(MATERIAL FOR THE TASK)

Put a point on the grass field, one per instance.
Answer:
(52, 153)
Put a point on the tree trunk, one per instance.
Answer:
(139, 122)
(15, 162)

(End MATERIAL FOR THE TASK)

• **EXERCISE INSTRUCTIONS**
This calls for all of the entries above, repeated exactly.

• **WRITTEN SOLUTION**
Put a point on the grass field, one per instance.
Answer:
(52, 153)
Put a point on the tree trunk, one per instance.
Answer:
(139, 122)
(15, 162)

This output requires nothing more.